### Document excerpt ###

One of my pet peeves is the fact that numerical ideas often (too often) get misused in a bid to convey the wrong impression. It is done by those who should know better and very often by those who indeed know better. Recently, Butttowood had a decent article on this. The financial sector is the biggest culprit. Especially, in the willfully misleading category.

When I was in my previous avatar as a flunky in a global investment advisory, the Economist at the firm in charge of global asset allocation released a report key insight was "Semiconductors lead the rest of technology in the recovery cycle in 75% of the recessions" (or some such tripe). Now, this godforsaken sector was one I was in charge of and therefore had to read more on.

Turns out our Global Guru had looked at the last 4 major global recessions over the last 80 years and found that in 3 out of those 4 semis semiconductor stocks bounced sharper and sooner than the rest of tech.

This is tripe. When you are doing empirical research and are looking at 4 cycles, you have no business describing anything in percentage terms. I stopped reading anything else published by the "Guru". But who am I to say anything? He was the top ranked Economist in the investment industry, and I was the guy who wasn't good enough to get fired when I desperately wanted to.

### Given information ###

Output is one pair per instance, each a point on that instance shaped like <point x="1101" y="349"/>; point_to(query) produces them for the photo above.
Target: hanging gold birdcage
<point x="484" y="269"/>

###

> _What to work on_
#1 In the blog post about misused numbers, write out the passage from "One of my pet" up to and including "willfully misleading category.", replacing "financial sector" with "banking industry".
#2 In the blog post about misused numbers, how many major global recessions did the firm's Global Guru look at?
#3 Please continue the blog post about misused numbers from where it stops.

> _Answers provided_
#1
One of my pet peeves is the fact that numerical ideas often (too often) get misused in a bid to convey the wrong impression. It is done by those who should know better and very often by those who indeed know better. Recently, Butttowood had a decent article on this. The banking industry is the biggest culprit. Especially, in the willfully misleading category.

#2 Four, over the last 80 years.

#3
In the Indian context, Outlook published a cover story saying total scam amount in India Rs. 1.75 lakhs crores or some such. They detailed many scams in this one -

The list roughly goes like this

900 crores - Fodder scam

600 crores - Taj Corridor scam

23 crores - Railway placements scam

3 crores - Perhaps accepted in bribe by the first cousin once removed of some central Govt employee

etc etc.

The last scam number listed was

Total black money stashed abroad = 1.72 lakh crores (estimated).

So, this ginormous number that forms more than 95% of the amount put in the cover page is plucked out of the hat. So, why the $#*k should you go into details in the other scams?

There is this beautiful idea of significant digits in the art of measurement. I never really understood this while at school. Any measurement, be it with Vernier Callipers or Screw guage comes with a built-in error factor. (Least Count?). So, whenever you gave any measurement the number of significant digits must be determined keeping this in mind.

So, if the built-in error is 1 cm. We cannot give a measurement that says 223.5 cms (even if take 10 measurements and average this out). We can at best say 223 cms or 224 cms. The 223.5 suggests that we have confidence over that 0.5, which we can technically not have. Simple idea really. It is like saying if your measurement has some built-in error, do not convey more accuracy than there is. So, if you measure some length 18 times with Vernier Callipers and the average comes out to be 32.222cms. You should bite the bullet and say roughly 32cms. Conveying confidence beyond what the numbers tell you is a crime (or at least should be considered one). Finance and sports are the two fields where this gets done the most.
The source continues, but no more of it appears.